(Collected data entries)
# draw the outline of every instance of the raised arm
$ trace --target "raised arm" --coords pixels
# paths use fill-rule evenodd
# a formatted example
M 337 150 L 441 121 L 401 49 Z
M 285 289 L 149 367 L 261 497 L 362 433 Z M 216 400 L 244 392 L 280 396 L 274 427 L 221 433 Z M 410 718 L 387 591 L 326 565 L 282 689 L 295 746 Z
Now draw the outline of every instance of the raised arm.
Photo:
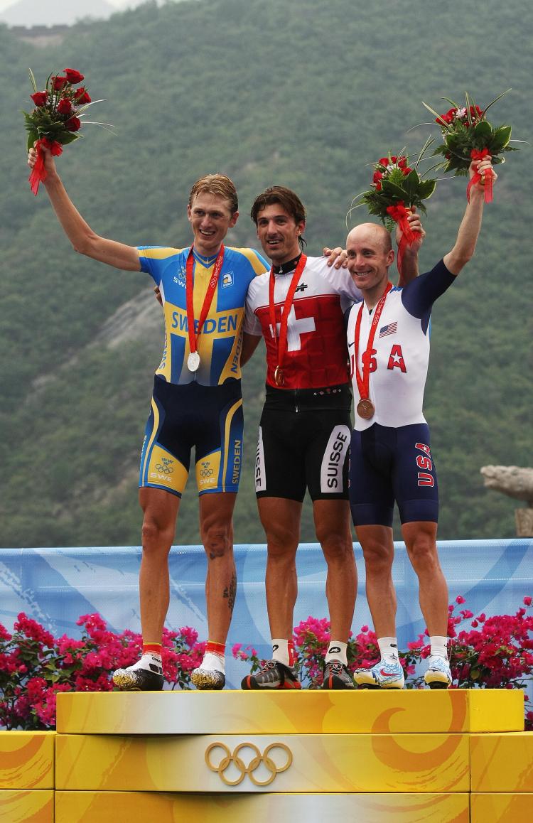
M 420 216 L 415 207 L 407 217 L 409 226 L 411 231 L 415 232 L 415 239 L 411 244 L 406 245 L 403 253 L 402 272 L 398 280 L 398 286 L 406 286 L 411 280 L 415 280 L 419 276 L 419 252 L 420 246 L 425 237 L 425 231 L 420 221 Z M 401 240 L 402 231 L 399 226 L 396 226 L 396 240 L 399 246 Z
M 47 172 L 44 185 L 58 220 L 74 249 L 109 266 L 114 266 L 115 268 L 130 272 L 141 271 L 139 257 L 133 246 L 109 240 L 95 234 L 68 197 L 58 174 L 53 157 L 48 149 L 41 148 L 41 151 L 44 151 L 44 168 Z M 30 169 L 33 169 L 36 160 L 37 152 L 35 149 L 30 149 L 28 165 Z
M 475 244 L 480 236 L 481 220 L 483 217 L 483 204 L 484 202 L 484 170 L 492 172 L 493 183 L 498 175 L 492 167 L 490 158 L 483 160 L 474 160 L 470 163 L 469 174 L 474 176 L 475 170 L 479 171 L 481 179 L 470 188 L 470 202 L 466 204 L 463 219 L 459 226 L 457 239 L 451 252 L 444 255 L 444 265 L 452 274 L 459 274 L 463 266 L 466 266 L 474 255 Z

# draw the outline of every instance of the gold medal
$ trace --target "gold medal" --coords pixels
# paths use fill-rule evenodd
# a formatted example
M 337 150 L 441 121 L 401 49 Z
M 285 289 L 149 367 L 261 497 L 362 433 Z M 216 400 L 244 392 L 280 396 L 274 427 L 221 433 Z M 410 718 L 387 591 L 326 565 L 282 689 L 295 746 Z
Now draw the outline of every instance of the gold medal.
M 373 417 L 375 408 L 373 403 L 366 398 L 362 398 L 357 404 L 357 413 L 364 420 L 370 420 Z

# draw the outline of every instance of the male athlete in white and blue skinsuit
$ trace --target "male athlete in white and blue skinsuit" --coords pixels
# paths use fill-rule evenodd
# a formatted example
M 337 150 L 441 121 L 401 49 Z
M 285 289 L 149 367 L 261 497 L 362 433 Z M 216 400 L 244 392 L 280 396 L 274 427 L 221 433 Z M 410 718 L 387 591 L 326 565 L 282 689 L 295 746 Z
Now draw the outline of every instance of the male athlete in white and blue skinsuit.
M 387 272 L 394 253 L 384 228 L 364 223 L 352 229 L 346 240 L 348 269 L 364 295 L 364 303 L 350 309 L 347 327 L 356 409 L 350 444 L 350 502 L 363 548 L 367 597 L 381 653 L 380 662 L 371 669 L 355 672 L 355 682 L 363 686 L 404 686 L 392 576 L 395 500 L 407 553 L 419 579 L 420 609 L 430 637 L 424 680 L 432 688 L 447 688 L 452 683 L 447 587 L 436 543 L 437 478 L 422 402 L 431 308 L 474 254 L 481 228 L 485 170 L 496 179 L 490 159 L 472 163 L 470 177 L 476 168 L 481 179 L 471 188 L 453 249 L 431 272 L 403 288 L 388 286 Z M 373 342 L 368 343 L 373 319 Z M 359 402 L 362 397 L 364 404 Z

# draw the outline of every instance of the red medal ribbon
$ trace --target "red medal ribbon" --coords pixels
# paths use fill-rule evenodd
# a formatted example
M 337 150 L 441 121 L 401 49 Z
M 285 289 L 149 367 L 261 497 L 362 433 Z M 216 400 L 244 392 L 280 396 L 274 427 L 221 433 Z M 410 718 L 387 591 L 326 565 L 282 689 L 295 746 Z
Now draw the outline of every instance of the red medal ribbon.
M 485 157 L 488 157 L 489 160 L 490 160 L 490 151 L 489 151 L 489 149 L 482 149 L 481 151 L 480 151 L 479 149 L 472 149 L 472 151 L 470 151 L 470 157 L 472 158 L 472 160 L 484 160 Z M 490 169 L 485 169 L 484 179 L 485 179 L 484 187 L 484 202 L 486 203 L 490 203 L 492 202 L 492 173 Z M 475 185 L 476 183 L 479 183 L 480 179 L 481 179 L 481 174 L 476 169 L 475 171 L 474 172 L 474 176 L 471 178 L 470 180 L 469 180 L 468 185 L 466 186 L 466 199 L 468 200 L 469 202 L 470 202 L 470 190 L 472 188 L 472 186 Z
M 47 140 L 46 137 L 41 137 L 35 143 L 35 148 L 37 151 L 37 160 L 35 160 L 35 165 L 31 170 L 31 174 L 28 178 L 30 181 L 30 186 L 33 193 L 37 196 L 37 192 L 39 191 L 39 184 L 42 183 L 48 177 L 48 171 L 44 168 L 44 153 L 41 149 L 41 146 L 49 149 L 54 157 L 58 157 L 60 154 L 63 153 L 63 146 L 58 143 L 57 140 Z
M 373 317 L 372 319 L 372 323 L 370 324 L 370 331 L 368 332 L 368 340 L 367 342 L 366 351 L 364 352 L 364 354 L 361 358 L 363 365 L 362 375 L 359 374 L 359 335 L 361 332 L 361 318 L 363 317 L 363 309 L 364 308 L 364 303 L 361 303 L 361 308 L 359 310 L 359 314 L 357 315 L 357 320 L 355 321 L 354 371 L 355 372 L 357 388 L 359 390 L 361 400 L 368 399 L 368 387 L 370 384 L 370 357 L 372 355 L 372 346 L 373 345 L 373 338 L 376 335 L 376 328 L 378 328 L 378 323 L 379 323 L 379 319 L 383 310 L 383 306 L 385 305 L 385 300 L 387 299 L 387 295 L 388 295 L 392 288 L 392 283 L 389 281 L 387 284 L 387 288 L 385 289 L 385 291 L 379 298 L 378 305 L 374 309 Z
M 305 267 L 306 263 L 307 257 L 305 254 L 302 254 L 298 261 L 298 266 L 294 269 L 294 273 L 293 274 L 292 280 L 290 281 L 290 286 L 289 286 L 287 296 L 285 297 L 285 303 L 283 304 L 281 320 L 280 322 L 280 337 L 277 340 L 277 323 L 276 323 L 276 305 L 274 303 L 274 285 L 276 282 L 276 275 L 274 274 L 274 267 L 271 268 L 270 281 L 268 283 L 268 312 L 271 328 L 272 329 L 272 336 L 274 337 L 275 345 L 277 346 L 277 365 L 280 369 L 282 369 L 283 367 L 283 360 L 287 351 L 287 323 L 289 323 L 289 313 L 294 299 L 294 293 L 296 291 L 296 286 L 298 286 L 298 281 L 299 280 L 302 272 Z
M 398 274 L 400 275 L 401 282 L 403 281 L 403 255 L 406 246 L 410 246 L 411 243 L 415 239 L 415 234 L 410 227 L 410 222 L 407 220 L 410 212 L 408 208 L 406 208 L 406 205 L 403 200 L 399 200 L 395 206 L 387 207 L 387 214 L 390 214 L 393 221 L 395 221 L 401 230 L 401 237 L 400 238 L 400 243 L 398 244 L 398 259 L 396 260 L 396 266 L 398 268 Z
M 203 305 L 200 312 L 200 319 L 198 320 L 198 333 L 194 332 L 194 300 L 192 297 L 192 291 L 194 288 L 194 282 L 192 279 L 192 271 L 194 268 L 194 256 L 192 254 L 193 247 L 191 246 L 191 249 L 188 253 L 187 258 L 187 279 L 185 281 L 185 298 L 187 300 L 187 329 L 188 332 L 189 338 L 189 348 L 192 353 L 197 350 L 197 344 L 198 342 L 198 337 L 202 334 L 202 329 L 203 324 L 206 322 L 206 318 L 207 317 L 207 313 L 213 302 L 213 295 L 215 294 L 215 289 L 216 288 L 216 284 L 218 283 L 219 275 L 220 273 L 220 269 L 222 268 L 222 261 L 224 259 L 224 245 L 220 246 L 220 250 L 218 253 L 216 260 L 215 261 L 215 266 L 213 267 L 213 273 L 211 274 L 211 280 L 209 281 L 209 285 L 207 286 L 207 291 L 206 292 L 206 296 L 204 297 Z

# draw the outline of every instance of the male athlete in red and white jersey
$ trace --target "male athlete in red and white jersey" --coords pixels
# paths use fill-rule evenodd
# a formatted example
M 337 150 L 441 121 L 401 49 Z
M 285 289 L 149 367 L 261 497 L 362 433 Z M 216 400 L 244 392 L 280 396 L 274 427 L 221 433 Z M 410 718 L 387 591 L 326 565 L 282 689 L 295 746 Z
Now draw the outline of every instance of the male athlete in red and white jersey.
M 438 494 L 422 411 L 429 357 L 433 304 L 455 281 L 474 253 L 481 228 L 485 174 L 496 175 L 490 160 L 477 167 L 455 245 L 434 268 L 404 288 L 388 281 L 394 259 L 390 236 L 364 223 L 346 240 L 348 269 L 364 303 L 350 311 L 347 337 L 356 409 L 350 444 L 350 502 L 366 566 L 366 592 L 381 660 L 355 672 L 362 686 L 402 688 L 404 674 L 396 638 L 392 513 L 398 504 L 401 532 L 419 579 L 419 602 L 430 637 L 424 675 L 431 688 L 452 683 L 447 661 L 447 587 L 437 554 Z
M 266 346 L 266 397 L 256 462 L 256 494 L 266 534 L 266 605 L 272 659 L 243 688 L 299 688 L 293 668 L 295 555 L 306 488 L 327 564 L 331 636 L 324 688 L 350 689 L 346 646 L 356 572 L 349 522 L 346 456 L 351 430 L 347 348 L 341 301 L 360 300 L 344 268 L 302 253 L 305 209 L 275 186 L 256 198 L 252 218 L 272 262 L 250 283 L 243 362 L 260 336 Z M 413 228 L 419 226 L 411 216 Z M 416 274 L 415 261 L 406 269 Z

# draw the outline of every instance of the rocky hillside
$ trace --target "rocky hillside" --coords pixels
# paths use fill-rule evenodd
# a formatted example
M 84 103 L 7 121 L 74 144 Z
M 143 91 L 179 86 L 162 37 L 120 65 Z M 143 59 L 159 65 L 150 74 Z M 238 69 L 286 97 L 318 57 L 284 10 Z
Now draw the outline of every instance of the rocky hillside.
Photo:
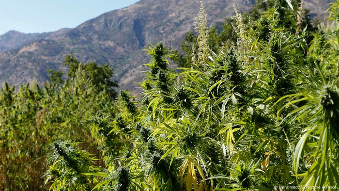
M 46 70 L 65 70 L 62 61 L 73 54 L 83 62 L 108 63 L 122 88 L 133 88 L 142 78 L 147 59 L 143 49 L 162 41 L 177 48 L 193 29 L 200 0 L 141 0 L 127 7 L 91 19 L 74 29 L 24 34 L 11 31 L 0 36 L 0 82 L 11 85 L 42 82 Z M 222 22 L 233 14 L 233 4 L 241 11 L 255 0 L 205 0 L 209 23 Z M 323 13 L 330 0 L 307 0 L 312 15 Z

§ **YOUR TASK**:
Please copy the lines of the listing from the one containing "# draw the outline of every instance of the red" through the one containing "Now draw the outline of every instance of the red", inclusive, reproducing them character for character.

§ **EXERCISE RESPONSE**:
# draw the outline of every instance of the red medal ribbon
$ trace --target "red medal ribbon" --coords pixels
# paths use fill-rule evenodd
# a formatted example
M 337 150 L 441 121 L 401 49 Z
M 285 289 L 149 367 L 261 497 L 362 433 Z M 216 400 L 244 392 L 280 396 L 274 427 L 221 433 Z M 410 718 L 387 591 L 326 565 L 282 689 L 295 746 Z
Now draw the outline of every instance of the red medal ribbon.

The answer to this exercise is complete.